Mr. Davis Has Left the Building


     Readers of this column will have noticed that over the last months, instead of offering my typical fare of marginally insightful commentary on crows or the challenging climate, on the vagaries of the writing life or what falls out when you shake a family tree, I’ve instead conducted interviews with writers who are meeting their deadlines and publishing actual books. 
     Maybe you’ve assumed that I’ve been so engrossed in the byline-touted novel I have in the works that I’ve hardly had time to come up for air, creatively speaking.  Any minute now, you might have surmised, the bugles will blare, announcing the soon-to-be-released opus by yours truly.
     Yeah, I didn’t think you’d buy that.
     I have made progress. And I do think this manuscript will see the light of day, preferably while I’m still above ground and can see it as well. But nearly nine years have passed since the publication of my memoir, and nine years might as well be ninety in the publishing world. And to come out with a “debut” novel at this age or older is ridiculous, isn’t it?  It’s a little late to become an overnight success.
    So I’ve been thinking about transitions lately, and about re-evaluating the meaning of success at a point when it’s not so easy.  In your 50s, the supports propping up the foundations of life are deeply cemented into place. The goalposts were established long ago.  The ruts are deeply entrenched as well.  Any sort of upheaval or extrication -- career or otherwise, even of a mindset -- won’t be simple or pretty. 
      Why should that matter?
      Mr. Davis had taught junior high science in lower Delaware for many years, and he was ready to retire. A big man, tall and broadly built, sporting a crew cut I recall a vibrant dark red in my mind’s eye -- for I can picture him fairly clearly, all these years gone by – Mr. Davis was a benevolent dictator in the science lab, ruling over a land of Bunsen burners, dissecting trays, and all too breakable flasks and beakers set out neatly atop high slate-gray workstations.  

Not Mr. Davis

    No stretch of the imagination grants me a scientific mind. But I loved Mr. Davis and enjoyed his class. It helped of course that my boyfriend, Kenny, was also enrolled.
     Kenny had a striking resemblance to Steve Martin, who was then the standup guy with the arrow through his head, and made the most of it, reciting for my amusement long excerpts from Martin’s and George Carlin’s routines.  He was all around terrific, and knew that a shared sense of humor forged a stronger bond than the clunky ID bracelet he’d given me, which I wore faithfully around my left wrist.
     “You gotta laugh,” my mother used to say, especially when times were tough.  Laughter is vital.
     That last year in Mr. Davis’s class, during those final weeks, the windows were open wide to the balmy mid-Atlantic late spring air. His instruction was equally breezy and warm; I can’t say I recollect the slightest anxiety about exam preparations or assignment deadlines.
     But I remember the still.

## Dataset

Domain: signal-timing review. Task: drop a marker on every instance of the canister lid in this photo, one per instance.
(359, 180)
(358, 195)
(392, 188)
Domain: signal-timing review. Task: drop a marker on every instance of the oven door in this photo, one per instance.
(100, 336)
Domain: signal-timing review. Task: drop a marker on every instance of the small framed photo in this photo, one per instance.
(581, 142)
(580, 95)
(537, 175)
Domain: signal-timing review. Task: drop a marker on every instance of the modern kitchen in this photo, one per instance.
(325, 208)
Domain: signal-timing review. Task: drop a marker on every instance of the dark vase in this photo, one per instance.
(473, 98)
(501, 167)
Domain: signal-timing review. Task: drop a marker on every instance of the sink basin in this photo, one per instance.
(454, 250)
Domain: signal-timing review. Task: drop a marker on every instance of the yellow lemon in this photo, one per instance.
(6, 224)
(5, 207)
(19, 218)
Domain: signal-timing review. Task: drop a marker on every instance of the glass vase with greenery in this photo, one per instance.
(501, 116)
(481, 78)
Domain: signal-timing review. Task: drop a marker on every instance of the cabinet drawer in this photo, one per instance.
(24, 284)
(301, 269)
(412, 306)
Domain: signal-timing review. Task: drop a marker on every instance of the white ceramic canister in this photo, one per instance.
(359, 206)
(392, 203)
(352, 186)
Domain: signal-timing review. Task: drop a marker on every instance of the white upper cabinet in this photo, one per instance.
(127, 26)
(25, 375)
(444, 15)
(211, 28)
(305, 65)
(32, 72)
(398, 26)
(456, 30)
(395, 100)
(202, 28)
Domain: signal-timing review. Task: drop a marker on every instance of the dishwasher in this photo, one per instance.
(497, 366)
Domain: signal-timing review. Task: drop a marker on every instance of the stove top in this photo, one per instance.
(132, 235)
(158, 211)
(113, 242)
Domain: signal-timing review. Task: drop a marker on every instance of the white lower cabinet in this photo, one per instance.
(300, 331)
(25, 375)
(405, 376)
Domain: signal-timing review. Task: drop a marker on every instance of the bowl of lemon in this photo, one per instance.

## What is needed
Revise the column from "Yeah, I didn’t" to "simple or pretty.", putting "book" in place of "manuscript". The records have no connection to the column.

## Reply
Yeah, I didn’t think you’d buy that.
     I have made progress. And I do think this book will see the light of day, preferably while I’m still above ground and can see it as well. But nearly nine years have passed since the publication of my memoir, and nine years might as well be ninety in the publishing world. And to come out with a “debut” novel at this age or older is ridiculous, isn’t it?  It’s a little late to become an overnight success.
    So I’ve been thinking about transitions lately, and about re-evaluating the meaning of success at a point when it’s not so easy.  In your 50s, the supports propping up the foundations of life are deeply cemented into place. The goalposts were established long ago.  The ruts are deeply entrenched as well.  Any sort of upheaval or extrication -- career or otherwise, even of a mindset -- won’t be simple or pretty.